"""
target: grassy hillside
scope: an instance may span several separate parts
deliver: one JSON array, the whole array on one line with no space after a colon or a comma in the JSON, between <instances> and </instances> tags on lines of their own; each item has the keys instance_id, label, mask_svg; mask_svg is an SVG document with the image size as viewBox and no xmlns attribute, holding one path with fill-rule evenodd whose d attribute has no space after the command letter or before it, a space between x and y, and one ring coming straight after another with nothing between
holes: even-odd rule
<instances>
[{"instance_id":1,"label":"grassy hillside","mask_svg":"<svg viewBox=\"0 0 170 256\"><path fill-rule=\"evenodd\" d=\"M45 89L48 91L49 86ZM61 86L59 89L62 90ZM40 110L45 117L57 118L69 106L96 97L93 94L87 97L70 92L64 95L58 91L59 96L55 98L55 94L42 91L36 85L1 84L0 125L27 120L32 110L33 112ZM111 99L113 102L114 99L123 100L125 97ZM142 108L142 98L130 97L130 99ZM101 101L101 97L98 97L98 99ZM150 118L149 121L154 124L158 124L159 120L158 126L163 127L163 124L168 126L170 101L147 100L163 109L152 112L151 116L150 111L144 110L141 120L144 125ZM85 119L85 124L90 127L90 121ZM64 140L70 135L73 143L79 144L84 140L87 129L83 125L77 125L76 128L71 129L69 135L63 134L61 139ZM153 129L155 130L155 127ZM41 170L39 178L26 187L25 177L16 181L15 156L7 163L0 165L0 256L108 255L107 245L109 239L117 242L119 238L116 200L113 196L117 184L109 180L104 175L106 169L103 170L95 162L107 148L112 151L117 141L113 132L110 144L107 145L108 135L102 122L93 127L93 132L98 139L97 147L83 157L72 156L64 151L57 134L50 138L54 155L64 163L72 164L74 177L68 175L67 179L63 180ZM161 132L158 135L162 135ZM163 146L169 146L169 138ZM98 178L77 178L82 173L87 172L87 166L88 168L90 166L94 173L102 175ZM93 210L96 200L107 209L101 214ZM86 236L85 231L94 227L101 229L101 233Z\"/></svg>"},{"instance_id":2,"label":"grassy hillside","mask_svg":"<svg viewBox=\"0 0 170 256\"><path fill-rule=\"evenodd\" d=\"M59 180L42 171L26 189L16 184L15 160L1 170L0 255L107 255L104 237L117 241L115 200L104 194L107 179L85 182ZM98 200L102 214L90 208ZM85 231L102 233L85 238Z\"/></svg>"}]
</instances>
"""
"""
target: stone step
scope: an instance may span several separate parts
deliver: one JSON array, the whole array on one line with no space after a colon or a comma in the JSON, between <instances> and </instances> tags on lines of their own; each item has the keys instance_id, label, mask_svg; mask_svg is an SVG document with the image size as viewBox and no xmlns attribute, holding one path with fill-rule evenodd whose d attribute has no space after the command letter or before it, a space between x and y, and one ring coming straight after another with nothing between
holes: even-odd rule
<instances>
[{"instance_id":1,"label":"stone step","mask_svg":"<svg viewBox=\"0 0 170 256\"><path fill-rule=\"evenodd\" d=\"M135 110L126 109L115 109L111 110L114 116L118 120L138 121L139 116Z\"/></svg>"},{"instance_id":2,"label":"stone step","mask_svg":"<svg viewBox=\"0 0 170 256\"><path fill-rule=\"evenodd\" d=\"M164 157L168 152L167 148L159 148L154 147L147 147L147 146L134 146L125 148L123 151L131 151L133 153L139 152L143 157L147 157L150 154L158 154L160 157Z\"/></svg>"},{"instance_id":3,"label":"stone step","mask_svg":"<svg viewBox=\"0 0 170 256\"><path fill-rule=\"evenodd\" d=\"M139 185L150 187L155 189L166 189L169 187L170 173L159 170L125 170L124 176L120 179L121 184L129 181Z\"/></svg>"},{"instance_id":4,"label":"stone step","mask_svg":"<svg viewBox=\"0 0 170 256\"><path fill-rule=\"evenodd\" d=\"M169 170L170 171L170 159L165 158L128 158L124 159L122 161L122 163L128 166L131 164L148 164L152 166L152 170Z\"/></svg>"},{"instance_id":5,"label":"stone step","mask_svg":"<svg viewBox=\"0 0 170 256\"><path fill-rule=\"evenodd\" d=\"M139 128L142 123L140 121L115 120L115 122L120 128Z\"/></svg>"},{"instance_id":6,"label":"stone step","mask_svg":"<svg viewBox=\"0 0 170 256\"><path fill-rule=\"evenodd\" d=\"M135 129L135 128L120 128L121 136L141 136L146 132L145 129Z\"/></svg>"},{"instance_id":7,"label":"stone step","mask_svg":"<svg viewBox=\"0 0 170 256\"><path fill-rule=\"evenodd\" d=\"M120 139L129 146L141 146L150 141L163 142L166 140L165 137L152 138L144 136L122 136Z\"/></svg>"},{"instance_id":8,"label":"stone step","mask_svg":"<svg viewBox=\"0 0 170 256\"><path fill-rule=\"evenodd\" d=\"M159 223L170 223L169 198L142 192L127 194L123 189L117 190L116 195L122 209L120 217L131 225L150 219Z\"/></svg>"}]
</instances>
"""
"""
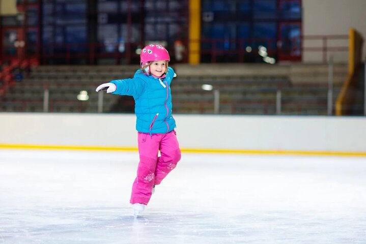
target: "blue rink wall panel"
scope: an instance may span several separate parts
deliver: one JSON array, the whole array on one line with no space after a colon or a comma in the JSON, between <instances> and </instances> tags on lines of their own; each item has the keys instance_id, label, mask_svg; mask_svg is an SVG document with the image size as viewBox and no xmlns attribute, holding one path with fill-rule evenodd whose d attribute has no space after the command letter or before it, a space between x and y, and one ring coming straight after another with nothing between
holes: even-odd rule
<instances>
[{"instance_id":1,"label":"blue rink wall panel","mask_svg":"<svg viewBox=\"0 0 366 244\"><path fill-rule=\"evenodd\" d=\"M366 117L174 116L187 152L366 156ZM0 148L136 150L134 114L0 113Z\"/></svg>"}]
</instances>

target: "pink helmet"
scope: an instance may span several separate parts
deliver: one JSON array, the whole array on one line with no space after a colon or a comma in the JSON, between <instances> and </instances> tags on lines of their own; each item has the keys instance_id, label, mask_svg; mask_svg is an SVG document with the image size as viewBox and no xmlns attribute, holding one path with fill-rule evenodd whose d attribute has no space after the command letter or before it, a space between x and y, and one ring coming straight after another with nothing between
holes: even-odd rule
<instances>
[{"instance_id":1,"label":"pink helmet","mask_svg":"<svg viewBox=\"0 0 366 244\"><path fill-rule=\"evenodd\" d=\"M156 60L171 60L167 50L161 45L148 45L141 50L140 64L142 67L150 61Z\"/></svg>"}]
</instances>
"""
**Given exercise**:
Identify every line in the rows above that contains the string "target", and copy each of those lines in full.

**Output of the task**:
target: grassy hillside
target: stone step
target: "blue rink wall panel"
target: "pink helmet"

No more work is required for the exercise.